== Task material
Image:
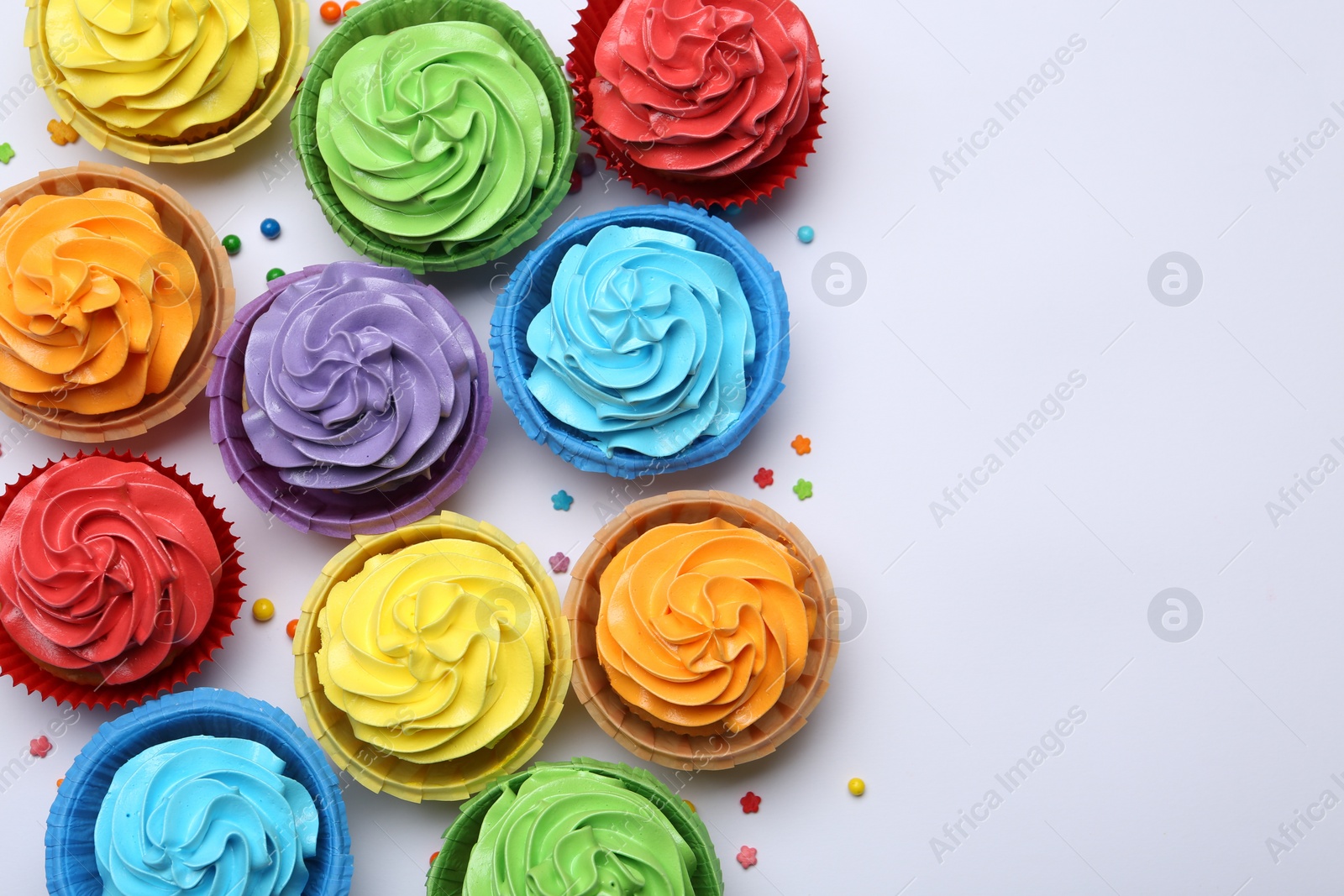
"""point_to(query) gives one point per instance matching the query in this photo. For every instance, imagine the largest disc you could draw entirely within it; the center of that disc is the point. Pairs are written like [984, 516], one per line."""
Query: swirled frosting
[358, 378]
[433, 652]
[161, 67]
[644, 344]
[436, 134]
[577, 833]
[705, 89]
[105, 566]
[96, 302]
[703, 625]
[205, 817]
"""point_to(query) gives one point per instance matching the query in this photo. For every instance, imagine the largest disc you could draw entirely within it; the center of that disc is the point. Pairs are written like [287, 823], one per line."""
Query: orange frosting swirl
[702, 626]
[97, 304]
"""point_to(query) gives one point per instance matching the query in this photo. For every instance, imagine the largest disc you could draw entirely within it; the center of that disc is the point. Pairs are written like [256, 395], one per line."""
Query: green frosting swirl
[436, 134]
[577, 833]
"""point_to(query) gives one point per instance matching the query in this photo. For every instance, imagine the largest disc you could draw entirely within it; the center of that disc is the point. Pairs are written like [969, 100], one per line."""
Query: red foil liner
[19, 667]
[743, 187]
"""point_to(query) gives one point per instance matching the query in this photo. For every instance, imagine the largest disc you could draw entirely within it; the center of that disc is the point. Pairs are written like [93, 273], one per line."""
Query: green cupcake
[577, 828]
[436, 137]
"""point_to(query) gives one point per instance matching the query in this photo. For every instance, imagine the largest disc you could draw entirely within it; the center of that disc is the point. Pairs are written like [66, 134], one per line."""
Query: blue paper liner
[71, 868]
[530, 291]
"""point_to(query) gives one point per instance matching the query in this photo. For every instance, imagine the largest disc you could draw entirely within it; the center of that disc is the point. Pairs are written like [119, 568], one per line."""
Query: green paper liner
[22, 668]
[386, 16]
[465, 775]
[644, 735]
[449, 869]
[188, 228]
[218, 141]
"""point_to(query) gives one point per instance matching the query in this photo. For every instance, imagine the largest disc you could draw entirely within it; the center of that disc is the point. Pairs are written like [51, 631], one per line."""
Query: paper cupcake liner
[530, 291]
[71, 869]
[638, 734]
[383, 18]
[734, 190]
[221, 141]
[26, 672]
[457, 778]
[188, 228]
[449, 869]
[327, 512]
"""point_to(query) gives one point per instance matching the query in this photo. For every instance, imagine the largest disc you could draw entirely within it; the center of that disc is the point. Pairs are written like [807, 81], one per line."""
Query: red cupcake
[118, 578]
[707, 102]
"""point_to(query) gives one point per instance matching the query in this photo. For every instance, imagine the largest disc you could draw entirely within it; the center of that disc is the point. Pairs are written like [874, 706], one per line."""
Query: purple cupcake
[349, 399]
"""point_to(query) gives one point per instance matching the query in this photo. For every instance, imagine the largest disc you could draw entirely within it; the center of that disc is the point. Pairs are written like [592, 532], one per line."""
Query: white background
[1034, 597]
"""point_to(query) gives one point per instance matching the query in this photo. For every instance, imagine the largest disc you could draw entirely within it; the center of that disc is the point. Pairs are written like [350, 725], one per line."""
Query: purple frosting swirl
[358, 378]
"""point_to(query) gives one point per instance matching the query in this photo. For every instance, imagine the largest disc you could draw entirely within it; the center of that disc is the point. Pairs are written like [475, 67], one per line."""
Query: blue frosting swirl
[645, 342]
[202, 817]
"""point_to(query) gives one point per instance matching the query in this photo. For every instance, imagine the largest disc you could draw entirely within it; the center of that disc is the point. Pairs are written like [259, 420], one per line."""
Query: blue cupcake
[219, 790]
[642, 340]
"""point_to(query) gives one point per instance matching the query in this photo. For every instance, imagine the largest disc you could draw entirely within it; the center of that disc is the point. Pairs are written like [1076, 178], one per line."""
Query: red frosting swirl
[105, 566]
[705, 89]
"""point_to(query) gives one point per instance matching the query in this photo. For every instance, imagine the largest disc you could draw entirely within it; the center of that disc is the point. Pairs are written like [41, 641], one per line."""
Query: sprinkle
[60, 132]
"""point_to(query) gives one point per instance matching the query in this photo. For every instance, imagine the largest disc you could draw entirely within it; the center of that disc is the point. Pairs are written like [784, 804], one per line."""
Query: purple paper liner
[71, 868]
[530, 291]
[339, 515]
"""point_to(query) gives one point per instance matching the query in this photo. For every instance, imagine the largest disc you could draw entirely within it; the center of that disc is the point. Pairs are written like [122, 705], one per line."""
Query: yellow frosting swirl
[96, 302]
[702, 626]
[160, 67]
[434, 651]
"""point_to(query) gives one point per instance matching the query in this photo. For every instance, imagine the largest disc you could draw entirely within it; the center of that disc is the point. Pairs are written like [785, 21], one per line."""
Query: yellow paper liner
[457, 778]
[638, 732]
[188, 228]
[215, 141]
====
■ Problem to solve ■
With no pictures included, write out the entries exactly.

■ Answer box ■
Image:
"""point_to(query) gives one point per instance matching the query in this photo. For every instance, imagine the largest disc you could draw entirely within it; the center of that disc is the point. Pairs are written like [984, 516], one per line."""
Query: swirled frosting
[358, 378]
[433, 652]
[161, 67]
[644, 344]
[436, 134]
[577, 833]
[705, 89]
[105, 566]
[96, 302]
[703, 625]
[205, 817]
"""point_to(query) gives one point per instance matching the query in this photo. For every instance, imagine the largest disc you could draw entirely within it; the center of that disc is the point. Pairs are written like [287, 823], one per line."""
Query: orange frosting swirl
[702, 626]
[97, 304]
"""point_to(query) gives one point per instance matching the query in this photo. For every instance, imagine the largest disc you could draw entirely within it; the center of that disc is the point. Pairs are written like [256, 395], one per line."""
Query: green frosting swirl
[436, 134]
[577, 833]
"""point_to(query) gives one point per instance matching the query in this photo. For every instance, imagine the largest disc you could draw entirely within it; the center of that disc is the point. Pairs are written like [969, 100], one per line."""
Query: red foil liner
[19, 667]
[743, 187]
"""point_to(query) gives one point per instance matching the query in this photo. For every instance, imagine the largest disc you could draw entirely within it; the center of that disc is the point. Pairs are written like [93, 273], one per line."""
Query: green cupcake
[577, 828]
[436, 137]
"""point_to(query) gives one point per instance matching the query in this photo. For every instance, imagine the largest disc you could draw entirely within it; the center of that disc is the point. Pairs are written like [66, 134], one per line."""
Query: blue paper liner
[71, 868]
[530, 291]
"""point_to(query) gives one point per instance matching the query in this photo. For every instance, imagine the largest disc you could draw entirely within it; the center of that disc is the point. Pairs are written like [119, 568], one per line."""
Query: green paper liner
[22, 668]
[386, 16]
[465, 775]
[644, 735]
[449, 869]
[188, 228]
[218, 141]
"""point_to(query) gives one point per instance matching the query in this photo. For every instance, imagine the largest disc you could draw entirely within it; the center of that disc is the point. Pairs are written like [51, 631], one per line."""
Query: paper cupcake liner
[530, 291]
[71, 869]
[638, 734]
[383, 18]
[734, 190]
[221, 141]
[26, 672]
[457, 778]
[188, 228]
[449, 869]
[327, 512]
"""point_to(query) gives one point per instance matching the query in this photo. For every instance, imagine the largest disc you could draw entirely within it; the center of that disc is the point. Pairs are written like [807, 81], one per line."""
Query: red cupcake
[118, 578]
[707, 102]
"""point_to(query) gives one point per instance matching the query in this photo. For every instance, imagine the largest disc you could draw entirely within it; the center of that disc is the point. Pairs are written like [874, 706], one per line."""
Query: purple cupcake
[349, 399]
"""point_to(query) gives one point per instance matching the query in this photo. For every instance, imagine the largest disc you could draw entirely within it; the center of that disc is the point. Pairs are written like [592, 532], one per line."""
Query: white background
[1034, 597]
"""point_to(query) gives one point per instance matching the query in this photo. For every instance, imagine the largest disc you could draw entirely within it; the center of that disc is the point. Pairs are written like [350, 725], one per line."""
Query: purple frosting swirl
[358, 378]
"""point_to(query) gives one point per instance matching the query in this photo. For every instance, imagine the largest disc you could draw entirely within it; the center of that disc is the point. Pairs are written like [475, 67], one per line."""
Query: blue frosting swirl
[645, 342]
[202, 817]
"""point_to(query) gives one point per instance matching the query in this photo. For every instance, imagine the largest disc you could draw entirely within it; the center of that disc is the point. Pairs are written like [259, 420], one per line."""
Query: blue cupcake
[219, 790]
[642, 340]
"""point_to(query) gives one point per instance matching the query in this photo. For every instance, imagine the largest disc you could draw entirely within it; the center of that disc is the point. Pairs are written like [1076, 178], one per line."""
Query: red frosting swirl
[105, 566]
[705, 89]
"""point_to(query) gives one point per instance matching the query in this photo. For every instance, imagine the largest disc you could draw entirely within it; the center of that disc is the point. Pairs are written like [41, 641], one per line."""
Query: sprinkle
[60, 132]
"""point_to(query) gives one point per instance matching the query in this photo. For every instance, imagine the largest disc you could draw entirely within it; the center of that disc is the point. Pairs are written like [784, 804], one per line."""
Query: purple paper liner
[71, 868]
[530, 291]
[339, 515]
"""point_to(query) gives one point per instance matching the query in this photo. For every instance, imagine the largest disc you could draw entirely within it; the center of that disc is the point. Pairs are written like [122, 705], one per line."""
Query: yellow frosting swirl
[96, 302]
[702, 626]
[160, 67]
[434, 651]
"""point_to(query) gives one point per instance matching the query in this photo. For every instance, imagine the largest disc you could draw entirely within it; the center of that disc is the point. Pairs are written like [785, 21], one per line."""
Query: yellow paper liner
[457, 778]
[638, 732]
[188, 228]
[215, 141]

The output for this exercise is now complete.